* What is expected: Convert every line of the items below into a Markdown table with two columns, Row and Line, numbering each row and leaving out blank lines.

Collected data:
================================
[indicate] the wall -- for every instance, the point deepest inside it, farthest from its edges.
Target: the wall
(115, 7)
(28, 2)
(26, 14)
================================
* Solution to this exercise:
| Row | Line |
|---|---|
| 1 | [indicate] the wall -- for every instance, the point deepest inside it, farthest from its edges. |
| 2 | Target: the wall |
| 3 | (115, 7) |
| 4 | (28, 2) |
| 5 | (26, 14) |